> **TEXTE FOURNI**:

******

La question de la réforme se pose en Corse à la fois de manière spécifique et en interaction avec le fameux « Acte III » de la décentralisation conduit par le gouvernement au plan national.
Dans le prolongement de la réforme voulue par Nicolas SARKOZY en 2010, que l’opposition socialiste pourfendait à l’époque, le plan gouvernemental, visant à substituer la compétitivité des territoires à leur égalité, la « gouvernance » à la démocratie, avec la réduction de la dépense publique comme critère principal de gestion, met, en réalité, un terme au processus de décentralisation engagé en France dans les années 1980 et accélère la mise en place de l’État néolibéral.
Cette logique animant le processus national n’est pas absente –et je le regrette – de la réflexion menée en Corse.
C’est pourquoi, si l’on peut trouver dans ce projet, surtout après les correctifs apportés lors des ultimes réunions du comité stratégique et de la commission, des dispositions tout à fait acceptables, d’autres me semblent contraires à un réel approfondissement de la décentralisation, et l’ensemble appelle de sérieuses réserves.
Je suis hostile à la réforme de l’organisation territoriale menée par le gouvernement au plan national.
Non seulement parce qu’elle est menée de façon autoritaire et chaotique, mais surtout, sur le fond. La réforme menée par les gouvernements socialistes va dans le même sens que la loi SARKOZY qui marquait déjà une régression démocratique et constituait une menace contre l’intervention publique locale : division par deux du nombre des régions, suppression des conseils généraux –même s’il faut relever le virage à 180° du Premier ministre sur ce sujet, puisqu’après avoir proposé leur suppression, il leur reconnait finalement une utilité en milieu rural- intercommunalité repensée, suppression de la clause générale de compétences, ponction de 11milliards d’€ sur les collectivités…Bref, en empêchant les départements et les régions de mener librement leurs politiques et en asséchant leurs ressources, on sape les fondements de la décentralisation. Que l’on m’explique comment la diminution du nombre d’élus et l’éloignement des citoyens des centres de décision ne feraient pas régresser la démocratie !
Le processus de décentralisation démocratique inauguré après la victoire de la gauche en 1981 se trouve brutalement stoppé. Nous ne sommes plus dans la dynamique décentralisatrice qui promouvait les « droits et libertés des communes, départements et régions » dans le but de rééquilibrer le territoire autour des notions de compensation et de solidarité. La concurrence et la polarité ont supplanté la solidarité et l’égalité.
Quel est le mobile profond de ce « big-bang » annoncé, sinon la mise en place de l’État néo-libéral ? La réduction de la dépense publique vise à baisser le niveau de participation des entreprises au financement de notre modèle social.

******

> **DONNÉES**:
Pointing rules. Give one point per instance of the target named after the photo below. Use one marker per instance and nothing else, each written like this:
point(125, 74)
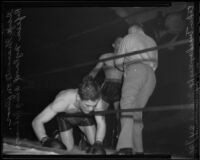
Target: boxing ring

******

> **VOS CONSIGNES**:
A) Pouvez-vous mettre à jour le passage du texte sur la réforme territoriale, de « C’est pourquoi, si » jusqu'à « menée par le gouvernement au plan national. » inclus, en remplaçant « réserves » par « objections » ?
B) Pourriez-vous rédiger la suite du texte sur la réforme territoriale, à partir de sa dernière phrase ?
Les données ne vous serviront pas.

> **CORRIGÉ**:
A)
C’est pourquoi, si l’on peut trouver dans ce projet, surtout après les correctifs apportés lors des ultimes réunions du comité stratégique et de la commission, des dispositions tout à fait acceptables, d’autres me semblent contraires à un réel approfondissement de la décentralisation, et l’ensemble appelle de sérieuses objections.
Je suis hostile à la réforme de l’organisation territoriale menée par le gouvernement au plan national.

B)
Ainsi, logique économique, réforme institutionnelle et organisation territoriale, concourent à un même projet de société et la réforme territoriale est le pendant de la refondation sociale du MEDEF, dessinant une nouvelle architecture –intercommunalités/régions/Europe- construisant un État défendant les intérêts de l’oligarchie financière.
La réforme nationale impacte la Corse, que le redécoupage régional, avec la création de grandes régions, risque de marginaliser. Dans un environnement de « géants » formatés pour la compétition économique, la Corse a besoin à la fois d’augmenter sa capacité d’action, c’est-à-dire ses compétences et ses ressources, et de voir se renforcer la solidarité nationale. C’est pour cela que, pour ma part, j’ai voté favorablement son inscription au titre d’un article spécifique dans la constitution, afin que soit prise en compte son unicité dans l’organisation territoriale française tout en l’arrimant solidement à la République.
Oui, la nécessité d’un statut particulier est reconnue depuis plus de trente ans ; sans doute certaines limites du statut actuel ont-elles été mises en évidence et appellent un approfondissement, la recherche d’une meilleure maîtrise des compétences.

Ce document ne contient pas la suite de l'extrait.